Description of the task → Read the lines below and count those that have the word "roof". Respond with the number only.

═════ The records ═════

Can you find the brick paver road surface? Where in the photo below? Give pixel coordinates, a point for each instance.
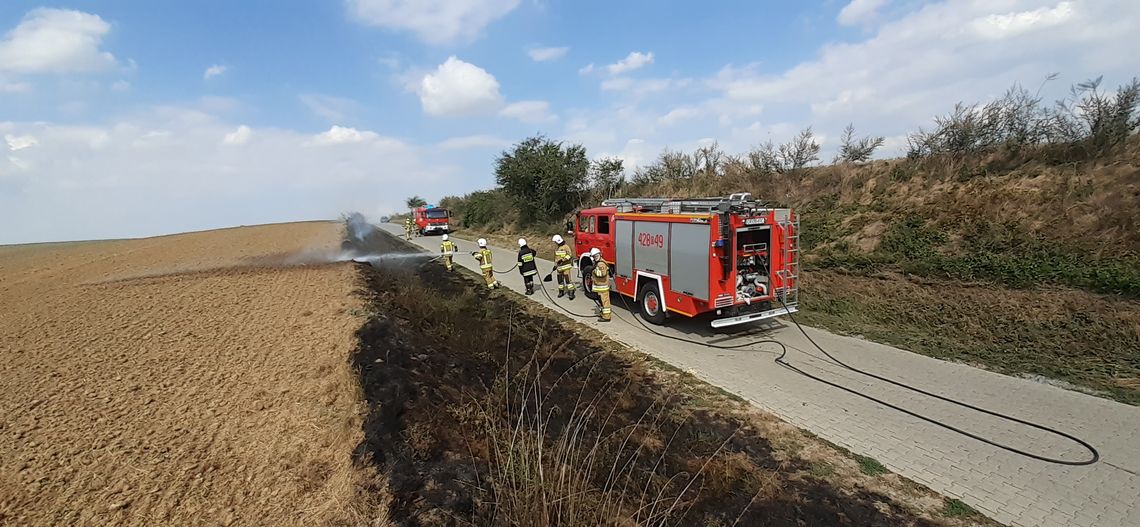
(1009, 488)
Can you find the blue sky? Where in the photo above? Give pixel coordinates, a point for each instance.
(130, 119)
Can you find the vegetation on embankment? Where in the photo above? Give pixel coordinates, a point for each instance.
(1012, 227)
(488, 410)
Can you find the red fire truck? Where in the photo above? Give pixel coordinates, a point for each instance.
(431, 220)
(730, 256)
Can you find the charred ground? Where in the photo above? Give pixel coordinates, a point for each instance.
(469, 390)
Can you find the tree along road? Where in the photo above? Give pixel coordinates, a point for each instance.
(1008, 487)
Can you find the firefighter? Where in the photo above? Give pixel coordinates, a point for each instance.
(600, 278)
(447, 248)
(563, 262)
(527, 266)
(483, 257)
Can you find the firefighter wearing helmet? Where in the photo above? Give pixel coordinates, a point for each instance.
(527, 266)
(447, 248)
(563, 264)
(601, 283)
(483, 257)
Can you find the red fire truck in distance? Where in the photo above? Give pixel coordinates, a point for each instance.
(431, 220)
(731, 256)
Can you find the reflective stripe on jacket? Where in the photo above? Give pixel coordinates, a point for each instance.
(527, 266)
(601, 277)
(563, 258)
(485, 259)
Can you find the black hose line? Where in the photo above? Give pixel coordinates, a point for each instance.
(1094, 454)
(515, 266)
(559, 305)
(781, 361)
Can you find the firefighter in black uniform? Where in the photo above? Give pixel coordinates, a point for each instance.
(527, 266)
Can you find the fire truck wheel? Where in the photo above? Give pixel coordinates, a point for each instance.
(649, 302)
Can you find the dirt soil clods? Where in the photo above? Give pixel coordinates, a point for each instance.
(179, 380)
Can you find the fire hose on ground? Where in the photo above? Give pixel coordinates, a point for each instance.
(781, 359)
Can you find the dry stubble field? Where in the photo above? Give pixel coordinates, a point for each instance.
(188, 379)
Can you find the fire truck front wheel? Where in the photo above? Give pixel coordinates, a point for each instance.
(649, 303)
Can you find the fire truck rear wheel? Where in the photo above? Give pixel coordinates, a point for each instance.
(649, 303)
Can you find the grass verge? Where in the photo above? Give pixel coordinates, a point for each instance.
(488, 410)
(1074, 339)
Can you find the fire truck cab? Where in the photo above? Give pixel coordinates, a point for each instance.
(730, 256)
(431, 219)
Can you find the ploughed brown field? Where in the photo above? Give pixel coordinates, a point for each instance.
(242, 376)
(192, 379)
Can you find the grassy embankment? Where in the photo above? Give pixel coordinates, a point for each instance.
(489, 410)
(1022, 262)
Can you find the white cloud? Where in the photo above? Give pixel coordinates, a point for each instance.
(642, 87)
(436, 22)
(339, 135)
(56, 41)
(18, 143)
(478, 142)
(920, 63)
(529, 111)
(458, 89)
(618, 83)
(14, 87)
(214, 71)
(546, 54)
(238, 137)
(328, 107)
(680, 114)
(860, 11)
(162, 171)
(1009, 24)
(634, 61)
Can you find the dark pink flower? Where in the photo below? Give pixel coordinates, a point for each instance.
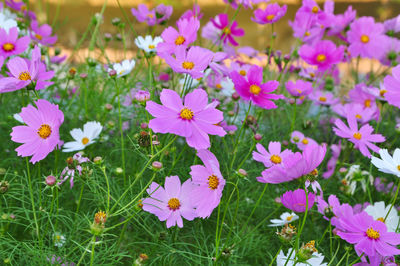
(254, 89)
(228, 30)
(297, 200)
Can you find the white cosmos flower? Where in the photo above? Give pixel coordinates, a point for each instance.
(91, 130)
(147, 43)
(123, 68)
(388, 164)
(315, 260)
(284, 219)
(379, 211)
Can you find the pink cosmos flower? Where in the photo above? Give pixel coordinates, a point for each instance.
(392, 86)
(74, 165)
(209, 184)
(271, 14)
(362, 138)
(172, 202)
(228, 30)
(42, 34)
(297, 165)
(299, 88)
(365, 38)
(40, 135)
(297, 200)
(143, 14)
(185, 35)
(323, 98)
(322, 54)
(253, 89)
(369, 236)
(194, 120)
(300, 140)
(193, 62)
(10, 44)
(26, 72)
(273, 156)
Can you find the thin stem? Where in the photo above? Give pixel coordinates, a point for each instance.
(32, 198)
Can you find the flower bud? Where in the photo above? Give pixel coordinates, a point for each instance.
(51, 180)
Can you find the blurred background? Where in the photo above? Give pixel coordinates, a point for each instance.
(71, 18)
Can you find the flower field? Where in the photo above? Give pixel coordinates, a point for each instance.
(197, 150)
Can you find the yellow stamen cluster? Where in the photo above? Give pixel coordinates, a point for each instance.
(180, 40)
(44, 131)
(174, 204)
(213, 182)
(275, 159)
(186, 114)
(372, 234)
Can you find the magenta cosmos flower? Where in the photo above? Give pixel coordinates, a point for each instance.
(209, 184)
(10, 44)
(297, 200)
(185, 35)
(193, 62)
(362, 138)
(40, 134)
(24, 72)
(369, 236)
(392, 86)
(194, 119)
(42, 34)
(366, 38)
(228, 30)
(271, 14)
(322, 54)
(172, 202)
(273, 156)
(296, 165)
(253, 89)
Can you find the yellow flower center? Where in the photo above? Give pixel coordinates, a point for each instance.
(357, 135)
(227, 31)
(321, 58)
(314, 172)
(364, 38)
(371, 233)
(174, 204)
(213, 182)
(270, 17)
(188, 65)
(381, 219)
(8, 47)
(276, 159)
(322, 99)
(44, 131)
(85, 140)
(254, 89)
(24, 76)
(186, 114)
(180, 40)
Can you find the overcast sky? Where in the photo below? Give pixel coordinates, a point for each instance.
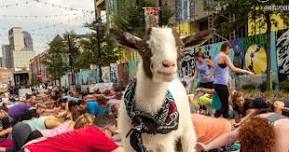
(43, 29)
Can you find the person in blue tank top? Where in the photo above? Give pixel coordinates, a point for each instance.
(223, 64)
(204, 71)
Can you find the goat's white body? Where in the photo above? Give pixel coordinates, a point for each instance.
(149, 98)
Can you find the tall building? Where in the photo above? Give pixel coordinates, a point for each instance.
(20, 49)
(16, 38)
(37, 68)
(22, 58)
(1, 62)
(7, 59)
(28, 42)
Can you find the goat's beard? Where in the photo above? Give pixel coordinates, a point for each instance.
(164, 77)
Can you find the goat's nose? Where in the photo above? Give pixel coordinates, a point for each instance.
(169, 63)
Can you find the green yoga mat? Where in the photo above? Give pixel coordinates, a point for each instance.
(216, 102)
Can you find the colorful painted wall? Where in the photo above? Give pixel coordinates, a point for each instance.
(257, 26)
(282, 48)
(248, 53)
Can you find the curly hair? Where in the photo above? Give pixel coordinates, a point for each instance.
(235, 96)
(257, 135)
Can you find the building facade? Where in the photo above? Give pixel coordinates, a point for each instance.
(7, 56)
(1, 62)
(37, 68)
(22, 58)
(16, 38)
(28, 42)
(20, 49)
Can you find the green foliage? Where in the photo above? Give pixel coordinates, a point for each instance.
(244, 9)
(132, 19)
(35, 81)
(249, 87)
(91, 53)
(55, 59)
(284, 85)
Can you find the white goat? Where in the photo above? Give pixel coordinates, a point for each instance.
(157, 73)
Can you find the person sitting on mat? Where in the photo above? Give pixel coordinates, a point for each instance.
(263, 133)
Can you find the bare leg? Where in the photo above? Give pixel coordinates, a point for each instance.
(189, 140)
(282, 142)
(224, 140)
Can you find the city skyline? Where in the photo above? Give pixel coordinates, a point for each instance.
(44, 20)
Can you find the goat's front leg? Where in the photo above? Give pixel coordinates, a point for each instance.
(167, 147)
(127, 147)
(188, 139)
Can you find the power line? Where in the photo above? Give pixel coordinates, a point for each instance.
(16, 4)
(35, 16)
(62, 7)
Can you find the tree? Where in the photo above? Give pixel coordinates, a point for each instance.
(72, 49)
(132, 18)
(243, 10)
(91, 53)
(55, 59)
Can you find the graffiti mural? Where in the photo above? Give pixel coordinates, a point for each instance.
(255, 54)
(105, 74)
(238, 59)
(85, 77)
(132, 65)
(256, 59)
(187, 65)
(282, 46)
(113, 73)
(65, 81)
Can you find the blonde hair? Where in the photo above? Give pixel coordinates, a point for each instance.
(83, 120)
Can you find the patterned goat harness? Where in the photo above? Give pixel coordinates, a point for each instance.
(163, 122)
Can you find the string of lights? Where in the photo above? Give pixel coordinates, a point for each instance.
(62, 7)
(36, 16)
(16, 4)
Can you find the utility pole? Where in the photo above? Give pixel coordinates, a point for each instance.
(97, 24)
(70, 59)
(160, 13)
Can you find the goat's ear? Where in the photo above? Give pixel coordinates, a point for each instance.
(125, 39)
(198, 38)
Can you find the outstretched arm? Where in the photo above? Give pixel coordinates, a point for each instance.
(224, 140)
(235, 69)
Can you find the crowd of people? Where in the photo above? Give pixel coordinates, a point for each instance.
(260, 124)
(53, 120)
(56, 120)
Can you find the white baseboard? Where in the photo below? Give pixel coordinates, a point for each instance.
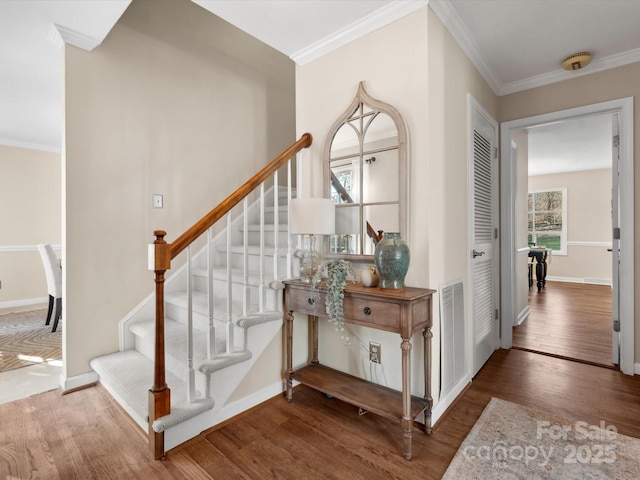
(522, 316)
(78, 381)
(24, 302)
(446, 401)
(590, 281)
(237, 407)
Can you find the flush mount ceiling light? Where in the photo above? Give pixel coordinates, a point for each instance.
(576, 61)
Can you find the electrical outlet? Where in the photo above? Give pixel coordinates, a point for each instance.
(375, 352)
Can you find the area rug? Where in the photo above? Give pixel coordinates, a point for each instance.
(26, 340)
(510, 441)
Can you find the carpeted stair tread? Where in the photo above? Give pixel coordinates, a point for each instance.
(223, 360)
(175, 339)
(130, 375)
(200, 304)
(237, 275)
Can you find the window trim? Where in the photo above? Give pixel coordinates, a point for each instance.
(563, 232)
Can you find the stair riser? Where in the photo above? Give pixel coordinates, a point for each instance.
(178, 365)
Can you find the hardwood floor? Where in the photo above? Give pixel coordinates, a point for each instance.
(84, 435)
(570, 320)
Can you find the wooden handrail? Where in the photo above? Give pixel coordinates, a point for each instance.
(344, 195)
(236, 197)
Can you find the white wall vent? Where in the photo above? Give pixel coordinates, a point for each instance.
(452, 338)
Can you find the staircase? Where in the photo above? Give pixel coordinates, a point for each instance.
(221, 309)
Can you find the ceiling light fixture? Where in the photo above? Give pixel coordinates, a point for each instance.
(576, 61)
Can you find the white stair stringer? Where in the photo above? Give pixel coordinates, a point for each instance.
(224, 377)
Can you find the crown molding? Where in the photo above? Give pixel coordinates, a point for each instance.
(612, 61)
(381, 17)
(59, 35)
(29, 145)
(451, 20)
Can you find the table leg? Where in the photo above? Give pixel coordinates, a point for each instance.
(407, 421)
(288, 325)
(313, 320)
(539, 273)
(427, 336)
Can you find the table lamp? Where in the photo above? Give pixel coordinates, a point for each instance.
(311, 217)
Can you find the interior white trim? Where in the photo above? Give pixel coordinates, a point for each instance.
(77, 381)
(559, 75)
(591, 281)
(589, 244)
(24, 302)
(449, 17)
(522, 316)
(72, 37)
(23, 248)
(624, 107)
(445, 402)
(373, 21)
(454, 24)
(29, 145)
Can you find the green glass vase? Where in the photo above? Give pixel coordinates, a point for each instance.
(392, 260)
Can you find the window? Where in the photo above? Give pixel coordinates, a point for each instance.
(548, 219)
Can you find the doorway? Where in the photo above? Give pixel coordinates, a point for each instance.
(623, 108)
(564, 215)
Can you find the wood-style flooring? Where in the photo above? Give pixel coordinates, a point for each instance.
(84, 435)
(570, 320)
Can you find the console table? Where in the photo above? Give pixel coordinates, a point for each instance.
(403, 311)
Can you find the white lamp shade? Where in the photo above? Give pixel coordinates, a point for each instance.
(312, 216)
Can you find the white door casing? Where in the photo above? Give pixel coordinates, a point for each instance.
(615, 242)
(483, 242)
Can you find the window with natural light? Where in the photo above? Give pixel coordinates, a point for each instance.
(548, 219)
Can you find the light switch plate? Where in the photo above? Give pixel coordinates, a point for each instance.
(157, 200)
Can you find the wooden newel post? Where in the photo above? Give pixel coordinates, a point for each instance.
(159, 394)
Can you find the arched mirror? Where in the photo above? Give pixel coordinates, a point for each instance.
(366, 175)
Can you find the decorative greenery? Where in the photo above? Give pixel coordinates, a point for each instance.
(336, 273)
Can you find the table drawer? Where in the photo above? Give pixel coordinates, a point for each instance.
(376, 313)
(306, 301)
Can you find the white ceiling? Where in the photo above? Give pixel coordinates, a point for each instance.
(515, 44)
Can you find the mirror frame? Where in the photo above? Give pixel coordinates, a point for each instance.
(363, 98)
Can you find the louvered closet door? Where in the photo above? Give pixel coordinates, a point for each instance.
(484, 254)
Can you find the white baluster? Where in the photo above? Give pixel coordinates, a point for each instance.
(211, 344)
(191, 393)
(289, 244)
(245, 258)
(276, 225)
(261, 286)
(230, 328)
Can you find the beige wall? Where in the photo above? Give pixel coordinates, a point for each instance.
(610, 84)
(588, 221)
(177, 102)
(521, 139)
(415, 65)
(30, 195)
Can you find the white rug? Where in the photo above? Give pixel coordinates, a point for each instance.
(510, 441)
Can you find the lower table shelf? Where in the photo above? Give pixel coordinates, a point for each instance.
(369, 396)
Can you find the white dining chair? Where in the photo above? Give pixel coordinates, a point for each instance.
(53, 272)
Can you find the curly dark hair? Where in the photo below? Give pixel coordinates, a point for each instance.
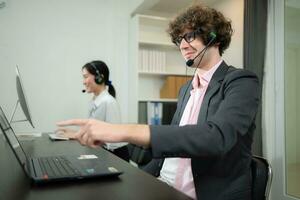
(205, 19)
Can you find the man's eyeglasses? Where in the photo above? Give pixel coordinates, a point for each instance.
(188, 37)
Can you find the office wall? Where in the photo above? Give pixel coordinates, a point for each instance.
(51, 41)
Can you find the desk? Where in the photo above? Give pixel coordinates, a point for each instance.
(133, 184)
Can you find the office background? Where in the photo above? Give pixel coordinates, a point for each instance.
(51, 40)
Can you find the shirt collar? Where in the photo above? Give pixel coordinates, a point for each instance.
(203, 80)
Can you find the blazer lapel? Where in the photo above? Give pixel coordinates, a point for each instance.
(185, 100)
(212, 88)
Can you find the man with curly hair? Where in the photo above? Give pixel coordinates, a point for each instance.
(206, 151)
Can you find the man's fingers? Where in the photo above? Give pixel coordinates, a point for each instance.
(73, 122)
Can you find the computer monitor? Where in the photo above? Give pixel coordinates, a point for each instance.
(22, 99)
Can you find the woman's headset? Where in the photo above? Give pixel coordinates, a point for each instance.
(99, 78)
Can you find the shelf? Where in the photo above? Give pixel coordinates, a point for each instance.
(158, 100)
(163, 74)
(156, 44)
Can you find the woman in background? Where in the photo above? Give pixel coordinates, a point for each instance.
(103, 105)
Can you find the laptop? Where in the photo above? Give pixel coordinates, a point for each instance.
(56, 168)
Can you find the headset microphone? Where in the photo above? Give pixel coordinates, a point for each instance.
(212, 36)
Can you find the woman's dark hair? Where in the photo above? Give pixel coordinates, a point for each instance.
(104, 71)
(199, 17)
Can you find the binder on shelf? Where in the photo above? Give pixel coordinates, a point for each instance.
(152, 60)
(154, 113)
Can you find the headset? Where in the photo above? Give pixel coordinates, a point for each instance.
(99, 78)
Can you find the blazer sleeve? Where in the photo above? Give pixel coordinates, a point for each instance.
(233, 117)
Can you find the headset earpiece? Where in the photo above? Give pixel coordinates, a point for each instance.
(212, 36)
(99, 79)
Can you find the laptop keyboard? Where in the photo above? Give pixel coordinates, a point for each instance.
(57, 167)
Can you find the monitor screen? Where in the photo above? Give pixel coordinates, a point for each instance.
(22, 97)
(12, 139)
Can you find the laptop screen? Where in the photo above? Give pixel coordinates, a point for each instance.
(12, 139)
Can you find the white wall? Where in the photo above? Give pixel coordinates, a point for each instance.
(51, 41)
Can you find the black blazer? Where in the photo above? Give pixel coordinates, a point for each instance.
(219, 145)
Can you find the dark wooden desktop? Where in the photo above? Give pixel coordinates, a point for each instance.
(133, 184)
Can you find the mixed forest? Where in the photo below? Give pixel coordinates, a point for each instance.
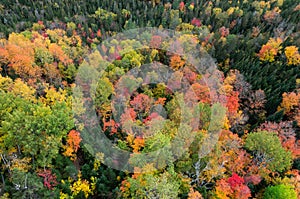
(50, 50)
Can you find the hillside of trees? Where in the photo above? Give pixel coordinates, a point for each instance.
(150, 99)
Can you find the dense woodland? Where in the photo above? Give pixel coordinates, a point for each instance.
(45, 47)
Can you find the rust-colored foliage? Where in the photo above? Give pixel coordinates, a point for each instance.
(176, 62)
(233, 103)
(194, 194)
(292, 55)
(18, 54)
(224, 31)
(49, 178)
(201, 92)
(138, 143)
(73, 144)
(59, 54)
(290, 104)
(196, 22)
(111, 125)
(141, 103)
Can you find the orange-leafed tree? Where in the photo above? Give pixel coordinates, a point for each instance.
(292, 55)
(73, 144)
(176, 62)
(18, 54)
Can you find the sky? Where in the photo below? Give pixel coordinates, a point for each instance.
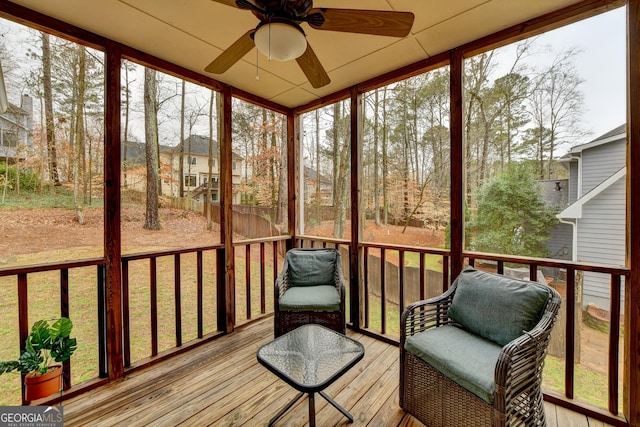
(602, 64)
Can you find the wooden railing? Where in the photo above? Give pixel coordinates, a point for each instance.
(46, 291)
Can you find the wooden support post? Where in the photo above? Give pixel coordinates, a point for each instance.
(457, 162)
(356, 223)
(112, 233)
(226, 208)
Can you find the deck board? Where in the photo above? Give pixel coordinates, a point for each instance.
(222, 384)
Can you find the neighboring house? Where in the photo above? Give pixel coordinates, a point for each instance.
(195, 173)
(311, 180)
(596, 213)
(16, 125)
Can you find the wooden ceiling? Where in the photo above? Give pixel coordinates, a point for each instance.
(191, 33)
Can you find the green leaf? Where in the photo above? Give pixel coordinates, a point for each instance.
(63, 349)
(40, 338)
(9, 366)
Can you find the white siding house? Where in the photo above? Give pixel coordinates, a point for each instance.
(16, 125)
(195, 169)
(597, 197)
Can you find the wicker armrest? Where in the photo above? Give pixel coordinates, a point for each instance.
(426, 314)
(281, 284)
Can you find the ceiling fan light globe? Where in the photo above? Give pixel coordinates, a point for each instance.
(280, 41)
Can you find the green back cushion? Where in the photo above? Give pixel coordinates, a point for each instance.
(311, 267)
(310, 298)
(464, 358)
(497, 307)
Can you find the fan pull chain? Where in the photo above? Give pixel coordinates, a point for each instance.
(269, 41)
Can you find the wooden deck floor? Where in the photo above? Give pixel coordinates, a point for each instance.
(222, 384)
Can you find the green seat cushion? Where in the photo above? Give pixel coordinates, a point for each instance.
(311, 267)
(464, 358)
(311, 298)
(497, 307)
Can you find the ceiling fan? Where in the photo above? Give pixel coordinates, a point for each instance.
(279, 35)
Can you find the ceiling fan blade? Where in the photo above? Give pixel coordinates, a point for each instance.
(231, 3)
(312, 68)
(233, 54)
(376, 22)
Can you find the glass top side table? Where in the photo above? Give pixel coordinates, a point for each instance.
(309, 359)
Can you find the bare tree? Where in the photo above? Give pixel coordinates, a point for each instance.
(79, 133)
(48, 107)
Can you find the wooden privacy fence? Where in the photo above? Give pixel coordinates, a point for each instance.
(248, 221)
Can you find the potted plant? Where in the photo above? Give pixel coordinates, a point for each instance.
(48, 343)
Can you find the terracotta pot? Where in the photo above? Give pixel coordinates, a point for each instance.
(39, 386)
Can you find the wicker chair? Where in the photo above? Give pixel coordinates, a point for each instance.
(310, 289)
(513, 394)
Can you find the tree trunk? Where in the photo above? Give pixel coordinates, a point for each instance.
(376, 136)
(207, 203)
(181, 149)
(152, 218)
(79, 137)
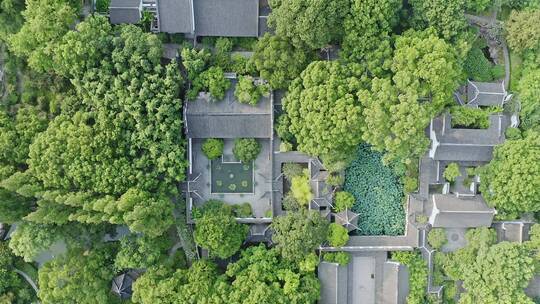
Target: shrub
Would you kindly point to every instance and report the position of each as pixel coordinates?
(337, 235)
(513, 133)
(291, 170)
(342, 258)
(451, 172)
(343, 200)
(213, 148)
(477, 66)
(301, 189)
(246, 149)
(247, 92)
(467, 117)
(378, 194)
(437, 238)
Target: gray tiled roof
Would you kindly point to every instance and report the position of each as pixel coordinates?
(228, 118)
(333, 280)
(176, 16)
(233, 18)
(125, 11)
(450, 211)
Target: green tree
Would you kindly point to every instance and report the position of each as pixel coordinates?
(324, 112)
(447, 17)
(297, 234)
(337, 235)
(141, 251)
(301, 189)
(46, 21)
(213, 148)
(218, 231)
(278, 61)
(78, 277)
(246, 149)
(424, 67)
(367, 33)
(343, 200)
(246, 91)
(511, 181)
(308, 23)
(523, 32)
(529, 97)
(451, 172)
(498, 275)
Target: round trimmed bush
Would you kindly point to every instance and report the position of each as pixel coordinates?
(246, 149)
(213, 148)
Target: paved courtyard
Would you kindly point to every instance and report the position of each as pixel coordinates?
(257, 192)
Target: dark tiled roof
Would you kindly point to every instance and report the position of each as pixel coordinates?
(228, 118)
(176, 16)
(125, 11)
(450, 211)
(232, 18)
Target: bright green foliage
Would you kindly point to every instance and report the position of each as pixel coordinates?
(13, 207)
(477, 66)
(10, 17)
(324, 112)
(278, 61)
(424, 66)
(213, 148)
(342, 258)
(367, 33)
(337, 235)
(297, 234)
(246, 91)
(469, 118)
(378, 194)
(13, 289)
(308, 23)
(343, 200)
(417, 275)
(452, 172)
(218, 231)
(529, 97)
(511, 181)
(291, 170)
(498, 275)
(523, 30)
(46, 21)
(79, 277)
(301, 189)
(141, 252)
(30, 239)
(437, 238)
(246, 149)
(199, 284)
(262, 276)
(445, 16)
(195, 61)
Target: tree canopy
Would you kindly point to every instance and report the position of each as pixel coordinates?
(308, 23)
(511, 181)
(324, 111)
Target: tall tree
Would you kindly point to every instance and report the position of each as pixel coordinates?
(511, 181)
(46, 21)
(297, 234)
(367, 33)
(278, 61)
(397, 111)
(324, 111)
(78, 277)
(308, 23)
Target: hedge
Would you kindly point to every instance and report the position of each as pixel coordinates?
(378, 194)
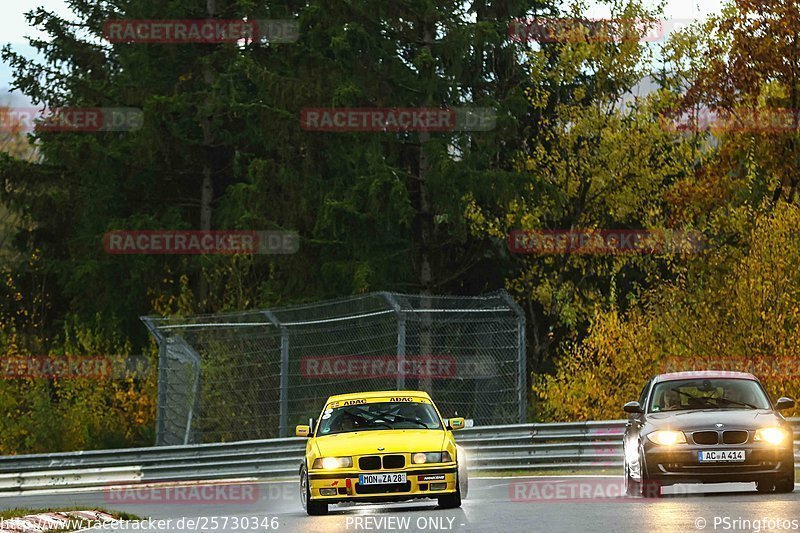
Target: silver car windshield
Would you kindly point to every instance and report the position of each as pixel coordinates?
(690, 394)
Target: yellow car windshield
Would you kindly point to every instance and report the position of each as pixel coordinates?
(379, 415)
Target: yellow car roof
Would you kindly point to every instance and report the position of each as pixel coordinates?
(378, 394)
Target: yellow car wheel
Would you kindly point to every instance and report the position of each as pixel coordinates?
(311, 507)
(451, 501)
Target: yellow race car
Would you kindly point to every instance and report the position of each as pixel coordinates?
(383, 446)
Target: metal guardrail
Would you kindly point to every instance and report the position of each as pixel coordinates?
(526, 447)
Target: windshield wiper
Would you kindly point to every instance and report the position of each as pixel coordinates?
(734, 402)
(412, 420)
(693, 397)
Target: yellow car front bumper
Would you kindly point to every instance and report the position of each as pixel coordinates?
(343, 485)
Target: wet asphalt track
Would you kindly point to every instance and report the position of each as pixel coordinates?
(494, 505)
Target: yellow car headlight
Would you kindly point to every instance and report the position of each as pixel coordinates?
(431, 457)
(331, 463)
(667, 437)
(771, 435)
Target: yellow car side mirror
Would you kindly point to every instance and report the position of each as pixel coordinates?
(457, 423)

═════

Exercise response → 3